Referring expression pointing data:
--- START ---

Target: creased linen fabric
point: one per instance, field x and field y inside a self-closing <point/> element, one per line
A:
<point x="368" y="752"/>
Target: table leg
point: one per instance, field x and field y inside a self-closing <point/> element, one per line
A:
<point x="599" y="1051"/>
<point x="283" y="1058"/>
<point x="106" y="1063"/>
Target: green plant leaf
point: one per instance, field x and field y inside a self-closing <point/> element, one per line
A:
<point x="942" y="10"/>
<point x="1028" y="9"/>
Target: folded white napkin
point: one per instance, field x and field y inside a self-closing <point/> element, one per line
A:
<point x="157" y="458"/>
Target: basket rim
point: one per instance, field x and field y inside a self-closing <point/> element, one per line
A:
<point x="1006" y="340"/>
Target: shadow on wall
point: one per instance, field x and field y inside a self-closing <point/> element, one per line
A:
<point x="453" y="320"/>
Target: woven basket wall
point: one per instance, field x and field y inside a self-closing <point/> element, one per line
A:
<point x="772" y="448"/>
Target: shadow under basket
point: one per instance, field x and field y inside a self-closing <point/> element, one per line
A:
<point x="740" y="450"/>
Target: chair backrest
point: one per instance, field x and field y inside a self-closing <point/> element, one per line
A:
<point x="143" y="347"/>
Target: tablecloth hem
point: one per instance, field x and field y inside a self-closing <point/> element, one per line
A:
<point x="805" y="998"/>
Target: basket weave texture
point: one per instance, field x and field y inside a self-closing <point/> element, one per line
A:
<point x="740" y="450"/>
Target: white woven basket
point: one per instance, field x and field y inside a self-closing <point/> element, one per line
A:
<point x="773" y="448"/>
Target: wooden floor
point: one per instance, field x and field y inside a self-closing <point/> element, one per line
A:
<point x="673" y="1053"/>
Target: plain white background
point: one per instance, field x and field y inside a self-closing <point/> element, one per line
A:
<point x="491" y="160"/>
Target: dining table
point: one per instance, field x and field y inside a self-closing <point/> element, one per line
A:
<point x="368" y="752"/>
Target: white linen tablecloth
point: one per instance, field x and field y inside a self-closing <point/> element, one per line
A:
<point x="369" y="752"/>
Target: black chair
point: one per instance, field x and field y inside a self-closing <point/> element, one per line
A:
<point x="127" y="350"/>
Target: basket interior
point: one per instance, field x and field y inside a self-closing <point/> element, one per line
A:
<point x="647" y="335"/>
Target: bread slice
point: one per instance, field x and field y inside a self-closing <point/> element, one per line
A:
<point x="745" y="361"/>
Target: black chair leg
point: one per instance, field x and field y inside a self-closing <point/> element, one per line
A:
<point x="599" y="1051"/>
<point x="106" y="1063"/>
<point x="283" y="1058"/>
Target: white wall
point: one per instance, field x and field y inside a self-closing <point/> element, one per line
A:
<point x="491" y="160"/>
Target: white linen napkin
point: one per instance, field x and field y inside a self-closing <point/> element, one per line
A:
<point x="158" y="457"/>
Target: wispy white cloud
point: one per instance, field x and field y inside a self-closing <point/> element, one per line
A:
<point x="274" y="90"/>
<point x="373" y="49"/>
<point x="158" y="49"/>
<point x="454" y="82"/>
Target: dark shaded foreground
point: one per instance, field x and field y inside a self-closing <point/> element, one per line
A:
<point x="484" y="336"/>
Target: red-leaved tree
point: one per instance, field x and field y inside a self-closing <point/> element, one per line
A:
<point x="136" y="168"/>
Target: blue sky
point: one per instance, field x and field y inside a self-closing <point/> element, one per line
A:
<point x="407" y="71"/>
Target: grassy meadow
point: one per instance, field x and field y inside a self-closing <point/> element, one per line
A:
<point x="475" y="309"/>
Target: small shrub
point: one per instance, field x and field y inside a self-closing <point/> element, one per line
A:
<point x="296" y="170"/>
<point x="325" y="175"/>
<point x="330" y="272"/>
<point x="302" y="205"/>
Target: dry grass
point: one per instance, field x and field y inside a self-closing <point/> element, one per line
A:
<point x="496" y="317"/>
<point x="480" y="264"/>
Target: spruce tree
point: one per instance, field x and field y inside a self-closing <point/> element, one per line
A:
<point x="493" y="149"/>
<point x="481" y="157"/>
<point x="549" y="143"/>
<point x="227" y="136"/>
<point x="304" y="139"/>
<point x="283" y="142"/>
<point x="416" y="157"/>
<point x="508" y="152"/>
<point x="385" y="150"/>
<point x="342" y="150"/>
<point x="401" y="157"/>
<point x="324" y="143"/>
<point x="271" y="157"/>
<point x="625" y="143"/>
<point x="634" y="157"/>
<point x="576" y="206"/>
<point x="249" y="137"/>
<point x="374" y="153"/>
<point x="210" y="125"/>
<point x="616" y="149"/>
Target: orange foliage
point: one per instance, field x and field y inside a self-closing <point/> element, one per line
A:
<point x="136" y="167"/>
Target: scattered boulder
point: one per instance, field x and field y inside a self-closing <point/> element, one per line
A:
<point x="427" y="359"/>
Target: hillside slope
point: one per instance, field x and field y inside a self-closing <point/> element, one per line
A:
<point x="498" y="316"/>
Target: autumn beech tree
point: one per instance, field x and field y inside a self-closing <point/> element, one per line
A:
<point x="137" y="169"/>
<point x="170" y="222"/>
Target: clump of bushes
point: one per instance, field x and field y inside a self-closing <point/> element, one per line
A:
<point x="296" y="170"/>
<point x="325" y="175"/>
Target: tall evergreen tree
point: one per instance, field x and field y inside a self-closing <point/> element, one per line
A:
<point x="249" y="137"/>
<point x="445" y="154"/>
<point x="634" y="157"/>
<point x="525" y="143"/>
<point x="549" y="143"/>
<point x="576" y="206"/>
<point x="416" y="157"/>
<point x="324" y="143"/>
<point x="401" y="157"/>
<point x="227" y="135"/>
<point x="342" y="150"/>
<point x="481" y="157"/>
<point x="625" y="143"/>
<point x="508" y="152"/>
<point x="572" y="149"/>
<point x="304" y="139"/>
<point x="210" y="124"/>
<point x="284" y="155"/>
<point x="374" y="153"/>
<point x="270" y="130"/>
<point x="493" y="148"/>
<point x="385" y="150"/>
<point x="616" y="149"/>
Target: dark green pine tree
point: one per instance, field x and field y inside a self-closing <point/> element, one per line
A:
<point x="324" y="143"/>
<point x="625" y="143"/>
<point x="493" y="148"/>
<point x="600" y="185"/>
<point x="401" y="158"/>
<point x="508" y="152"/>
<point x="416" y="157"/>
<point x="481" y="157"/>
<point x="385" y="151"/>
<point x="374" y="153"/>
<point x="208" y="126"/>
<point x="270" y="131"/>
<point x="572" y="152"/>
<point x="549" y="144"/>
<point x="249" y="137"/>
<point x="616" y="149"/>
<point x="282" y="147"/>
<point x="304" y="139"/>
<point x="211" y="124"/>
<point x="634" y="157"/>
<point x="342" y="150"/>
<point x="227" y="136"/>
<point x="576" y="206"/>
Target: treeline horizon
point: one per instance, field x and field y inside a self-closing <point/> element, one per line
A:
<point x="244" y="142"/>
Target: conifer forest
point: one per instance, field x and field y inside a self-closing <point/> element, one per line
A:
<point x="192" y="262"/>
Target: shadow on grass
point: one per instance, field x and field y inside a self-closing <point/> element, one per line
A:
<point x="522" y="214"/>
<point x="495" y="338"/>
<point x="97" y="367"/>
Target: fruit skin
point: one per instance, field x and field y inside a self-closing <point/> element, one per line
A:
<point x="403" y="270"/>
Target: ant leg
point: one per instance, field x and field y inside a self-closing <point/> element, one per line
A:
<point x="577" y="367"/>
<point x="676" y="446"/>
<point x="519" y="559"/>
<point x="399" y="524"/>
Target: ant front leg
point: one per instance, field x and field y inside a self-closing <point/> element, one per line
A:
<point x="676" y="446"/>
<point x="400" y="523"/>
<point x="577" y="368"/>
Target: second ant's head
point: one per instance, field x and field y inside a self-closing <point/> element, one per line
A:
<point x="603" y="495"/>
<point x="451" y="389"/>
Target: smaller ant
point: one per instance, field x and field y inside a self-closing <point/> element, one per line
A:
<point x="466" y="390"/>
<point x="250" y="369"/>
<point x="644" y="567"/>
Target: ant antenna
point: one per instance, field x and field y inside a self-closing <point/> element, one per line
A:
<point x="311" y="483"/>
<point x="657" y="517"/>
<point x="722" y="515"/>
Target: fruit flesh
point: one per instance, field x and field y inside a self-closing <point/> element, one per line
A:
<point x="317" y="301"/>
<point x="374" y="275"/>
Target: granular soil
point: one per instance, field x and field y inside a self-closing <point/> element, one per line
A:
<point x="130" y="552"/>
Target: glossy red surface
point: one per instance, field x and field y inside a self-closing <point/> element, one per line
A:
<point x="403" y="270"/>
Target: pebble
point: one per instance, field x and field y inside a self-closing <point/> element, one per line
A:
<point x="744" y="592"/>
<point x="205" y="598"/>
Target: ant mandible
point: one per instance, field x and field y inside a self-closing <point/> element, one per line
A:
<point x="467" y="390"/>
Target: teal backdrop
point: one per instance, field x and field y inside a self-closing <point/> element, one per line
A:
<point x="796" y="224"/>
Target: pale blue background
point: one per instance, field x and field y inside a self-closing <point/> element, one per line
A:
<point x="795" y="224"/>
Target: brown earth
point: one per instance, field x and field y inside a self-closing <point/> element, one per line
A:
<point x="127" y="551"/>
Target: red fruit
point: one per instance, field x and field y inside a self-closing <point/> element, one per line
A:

--- END ---

| WORK REQUEST |
Pull every line that holds the string "dark" out of the records.

| TASK OUTPUT |
Target: dark shaded foreground
Target: dark green pine tree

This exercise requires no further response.